Bitte schreiben Sie den Text über Pflegeversicherung und Feierabendheime im Anschluss an seinen letzten Satz weiter.

═════ TEXTBLOCK ═════

Mit der Einführung der Pflegeversicherung im Jahr 1995 mit den entsprechenden Pflegestufen wurden die Strukturen wieder klarer: Es gab nun konkrete Kriterien, wann in welchem Umfang eine Pflegeeinrichtung in Anspruch zu nehmen war.
 

Stiftung unter bezirklicher Aufsicht

Noch etwas anderes wurde zu dieser Zeit akut: In der DDR waren die „Feierabendheime“ Einrichtungen des Rates des Stadtbezirks. Mit der Angleichung der Verwaltung nach Westberliner Muster passten sie nicht mehr in die Struktur der Bezirksverwaltung.

═════ BEREITGESTELLTES MATERIAL ═════

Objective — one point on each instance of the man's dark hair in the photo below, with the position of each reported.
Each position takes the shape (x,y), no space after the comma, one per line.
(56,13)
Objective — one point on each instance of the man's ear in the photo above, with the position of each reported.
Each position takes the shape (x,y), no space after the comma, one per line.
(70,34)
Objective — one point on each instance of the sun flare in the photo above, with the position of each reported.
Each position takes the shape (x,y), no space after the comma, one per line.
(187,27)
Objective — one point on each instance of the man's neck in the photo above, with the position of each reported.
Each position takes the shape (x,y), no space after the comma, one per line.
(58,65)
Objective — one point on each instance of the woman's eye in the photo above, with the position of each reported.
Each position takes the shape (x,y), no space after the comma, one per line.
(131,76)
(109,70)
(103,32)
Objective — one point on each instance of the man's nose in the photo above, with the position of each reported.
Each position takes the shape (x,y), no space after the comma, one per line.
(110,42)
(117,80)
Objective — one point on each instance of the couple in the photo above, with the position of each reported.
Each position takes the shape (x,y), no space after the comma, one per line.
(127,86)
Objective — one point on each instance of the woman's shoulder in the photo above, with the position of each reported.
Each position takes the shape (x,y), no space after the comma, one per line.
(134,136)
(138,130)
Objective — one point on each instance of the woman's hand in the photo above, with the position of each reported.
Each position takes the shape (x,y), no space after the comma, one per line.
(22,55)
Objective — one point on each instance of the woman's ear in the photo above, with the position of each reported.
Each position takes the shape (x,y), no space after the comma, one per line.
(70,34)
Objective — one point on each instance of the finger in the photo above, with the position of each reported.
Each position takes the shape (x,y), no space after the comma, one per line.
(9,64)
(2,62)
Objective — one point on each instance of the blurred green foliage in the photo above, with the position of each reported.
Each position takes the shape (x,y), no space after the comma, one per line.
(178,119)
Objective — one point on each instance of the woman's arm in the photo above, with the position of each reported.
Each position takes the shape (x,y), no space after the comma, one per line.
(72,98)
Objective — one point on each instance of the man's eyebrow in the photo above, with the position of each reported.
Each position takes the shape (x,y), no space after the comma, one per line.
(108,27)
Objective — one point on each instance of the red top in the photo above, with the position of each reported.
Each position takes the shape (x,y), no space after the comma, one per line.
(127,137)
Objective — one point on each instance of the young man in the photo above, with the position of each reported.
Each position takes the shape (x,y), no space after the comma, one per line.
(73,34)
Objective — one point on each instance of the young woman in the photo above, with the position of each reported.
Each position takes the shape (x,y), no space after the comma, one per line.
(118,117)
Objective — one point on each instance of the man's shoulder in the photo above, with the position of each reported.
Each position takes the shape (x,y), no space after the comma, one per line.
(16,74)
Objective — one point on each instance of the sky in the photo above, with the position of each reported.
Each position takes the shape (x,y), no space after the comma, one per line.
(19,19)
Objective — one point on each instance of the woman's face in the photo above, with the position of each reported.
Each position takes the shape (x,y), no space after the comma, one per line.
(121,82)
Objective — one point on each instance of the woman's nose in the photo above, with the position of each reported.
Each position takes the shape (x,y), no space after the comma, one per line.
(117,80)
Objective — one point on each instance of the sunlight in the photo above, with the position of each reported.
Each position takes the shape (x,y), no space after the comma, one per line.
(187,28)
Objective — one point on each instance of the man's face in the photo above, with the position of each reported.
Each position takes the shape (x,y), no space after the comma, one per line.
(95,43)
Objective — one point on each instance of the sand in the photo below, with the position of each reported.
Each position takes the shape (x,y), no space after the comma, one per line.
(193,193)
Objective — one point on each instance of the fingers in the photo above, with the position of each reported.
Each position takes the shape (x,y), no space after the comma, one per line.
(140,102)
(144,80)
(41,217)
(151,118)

═════
═════ BEREITGESTELLTES MATERIAL ═════

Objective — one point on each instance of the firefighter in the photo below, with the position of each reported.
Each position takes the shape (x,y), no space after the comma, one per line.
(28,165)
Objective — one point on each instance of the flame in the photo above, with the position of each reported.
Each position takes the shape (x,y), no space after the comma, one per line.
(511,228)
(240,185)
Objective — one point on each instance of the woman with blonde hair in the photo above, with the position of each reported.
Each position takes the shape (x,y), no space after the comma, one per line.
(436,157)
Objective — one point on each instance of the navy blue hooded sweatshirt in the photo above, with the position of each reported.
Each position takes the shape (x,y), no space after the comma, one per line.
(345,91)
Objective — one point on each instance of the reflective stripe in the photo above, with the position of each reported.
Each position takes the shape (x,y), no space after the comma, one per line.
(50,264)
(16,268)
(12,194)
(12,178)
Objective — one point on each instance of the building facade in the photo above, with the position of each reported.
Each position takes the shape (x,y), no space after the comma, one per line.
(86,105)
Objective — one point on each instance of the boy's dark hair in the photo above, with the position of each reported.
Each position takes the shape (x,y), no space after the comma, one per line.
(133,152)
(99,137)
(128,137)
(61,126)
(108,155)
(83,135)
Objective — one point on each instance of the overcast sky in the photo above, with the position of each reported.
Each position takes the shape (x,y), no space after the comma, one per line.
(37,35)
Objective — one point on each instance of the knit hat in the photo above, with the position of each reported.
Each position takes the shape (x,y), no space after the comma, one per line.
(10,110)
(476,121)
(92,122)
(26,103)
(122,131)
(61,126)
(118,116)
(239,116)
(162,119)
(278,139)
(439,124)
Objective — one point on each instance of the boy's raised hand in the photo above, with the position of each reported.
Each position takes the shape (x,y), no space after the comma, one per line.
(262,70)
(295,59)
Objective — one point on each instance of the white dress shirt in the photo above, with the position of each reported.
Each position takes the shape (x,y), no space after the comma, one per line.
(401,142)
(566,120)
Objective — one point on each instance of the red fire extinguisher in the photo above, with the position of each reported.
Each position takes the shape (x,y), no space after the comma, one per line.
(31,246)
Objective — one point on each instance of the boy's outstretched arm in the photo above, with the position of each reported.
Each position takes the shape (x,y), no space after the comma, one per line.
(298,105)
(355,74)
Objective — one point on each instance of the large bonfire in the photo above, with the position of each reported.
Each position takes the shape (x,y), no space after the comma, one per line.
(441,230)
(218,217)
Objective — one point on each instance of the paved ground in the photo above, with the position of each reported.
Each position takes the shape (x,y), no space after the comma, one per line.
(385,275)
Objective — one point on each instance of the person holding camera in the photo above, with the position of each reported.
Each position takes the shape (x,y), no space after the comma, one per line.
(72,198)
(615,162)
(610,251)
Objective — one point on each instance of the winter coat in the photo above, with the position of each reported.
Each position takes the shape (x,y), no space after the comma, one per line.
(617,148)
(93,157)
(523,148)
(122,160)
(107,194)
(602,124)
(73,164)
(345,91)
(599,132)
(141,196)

═════

ENDGÜLTIGE ANTWORT -
Als Sozialstadtträin war Lioba Zürn-Kasztantowicz zugleich Kuratoriumschefin. Heute ist sie Mitglied des Stiftungsvorstands. Rechts: Vorstandschef Wilfried Brexel

Zudem waren sie ein Kostenfaktor. So stand die Frage: Wohin damit? Privatisieren?

Die Bezirkspolitik entschied sich schließlich, die Heime in der Stavanger Straße und der Gürtelstraße in eine Stiftung zu überführen. Damit war der langfristige Erhalt gesichert und einem auf Gewinn bedachtes Betreiben der Einrichtungen ein Riegel vorgeschoben.

Mit dem Stiftungskuratorium (eine Art Aufsichtsrat), dessen Vorsitz die jeweilige Sozialstadträtin oder der Sozialstadtrat inne hat und dem neben einem weiteren Bezirksamtsmitarbeiter Mitglieder der Bezirksverordnetenversammlung angehört, blieb der Bezirk indirekt weiter involviert.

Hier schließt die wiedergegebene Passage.